- _WHAT YOU NEED TO DO_
Show every line in the entries below that contains the string "sign": reproduce each such line in full. Case counts, so a match must have the same capitalization.

- _EXTRACTED MATERIAL_
□ □ □ □

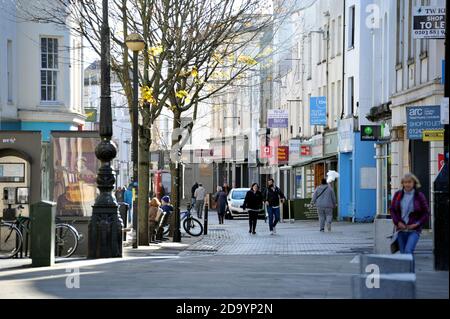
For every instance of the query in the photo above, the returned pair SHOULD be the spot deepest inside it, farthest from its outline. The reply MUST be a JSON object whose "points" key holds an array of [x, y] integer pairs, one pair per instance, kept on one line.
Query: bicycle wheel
{"points": [[66, 241], [10, 241], [192, 226]]}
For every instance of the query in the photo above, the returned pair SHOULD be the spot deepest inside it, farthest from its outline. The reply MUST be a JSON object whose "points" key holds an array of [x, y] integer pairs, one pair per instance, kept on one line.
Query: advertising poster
{"points": [[75, 169]]}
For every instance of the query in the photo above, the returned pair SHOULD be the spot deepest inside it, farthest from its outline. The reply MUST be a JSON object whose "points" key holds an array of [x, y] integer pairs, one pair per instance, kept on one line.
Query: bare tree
{"points": [[187, 44]]}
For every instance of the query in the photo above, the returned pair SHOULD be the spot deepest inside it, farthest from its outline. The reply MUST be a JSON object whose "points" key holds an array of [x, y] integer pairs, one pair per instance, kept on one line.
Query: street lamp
{"points": [[135, 43], [105, 226]]}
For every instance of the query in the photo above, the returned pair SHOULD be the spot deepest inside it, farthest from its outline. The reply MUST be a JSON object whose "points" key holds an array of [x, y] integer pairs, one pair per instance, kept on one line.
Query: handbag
{"points": [[313, 204], [394, 241]]}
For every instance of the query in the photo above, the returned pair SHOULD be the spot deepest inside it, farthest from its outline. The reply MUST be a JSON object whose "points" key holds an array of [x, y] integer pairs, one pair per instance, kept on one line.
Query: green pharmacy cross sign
{"points": [[370, 132]]}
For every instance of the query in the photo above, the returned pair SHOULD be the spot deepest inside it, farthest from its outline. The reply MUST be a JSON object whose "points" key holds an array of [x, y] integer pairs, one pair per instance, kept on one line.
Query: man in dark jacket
{"points": [[273, 197], [254, 203]]}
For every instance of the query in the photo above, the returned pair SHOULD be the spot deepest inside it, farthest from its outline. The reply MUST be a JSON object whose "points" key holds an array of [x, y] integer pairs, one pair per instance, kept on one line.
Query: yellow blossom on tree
{"points": [[147, 95], [194, 72], [246, 60], [181, 94], [218, 58], [154, 51]]}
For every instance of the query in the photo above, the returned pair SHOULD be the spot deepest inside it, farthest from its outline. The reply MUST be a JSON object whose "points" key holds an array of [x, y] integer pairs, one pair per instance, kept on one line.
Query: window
{"points": [[332, 101], [351, 97], [49, 69], [351, 28], [309, 56], [339, 97], [339, 35], [319, 46], [323, 37], [400, 43], [333, 37], [9, 65]]}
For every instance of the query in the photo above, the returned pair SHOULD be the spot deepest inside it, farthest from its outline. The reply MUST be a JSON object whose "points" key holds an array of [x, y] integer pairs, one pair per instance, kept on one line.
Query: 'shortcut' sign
{"points": [[420, 118], [429, 23], [277, 118]]}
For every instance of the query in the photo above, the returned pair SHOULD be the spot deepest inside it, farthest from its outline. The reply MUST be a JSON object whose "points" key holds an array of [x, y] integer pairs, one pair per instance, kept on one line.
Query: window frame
{"points": [[49, 68]]}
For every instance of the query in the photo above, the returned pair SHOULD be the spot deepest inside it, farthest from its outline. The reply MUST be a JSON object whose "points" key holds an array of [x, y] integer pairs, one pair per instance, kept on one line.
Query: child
{"points": [[153, 214]]}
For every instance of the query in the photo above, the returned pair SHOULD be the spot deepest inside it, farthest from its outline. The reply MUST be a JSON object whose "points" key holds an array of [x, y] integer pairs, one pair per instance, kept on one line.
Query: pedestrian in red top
{"points": [[409, 211]]}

□ □ □ □

- _THE OUTPUT_
Query: green pharmacy cross sign
Query: 'shortcut' sign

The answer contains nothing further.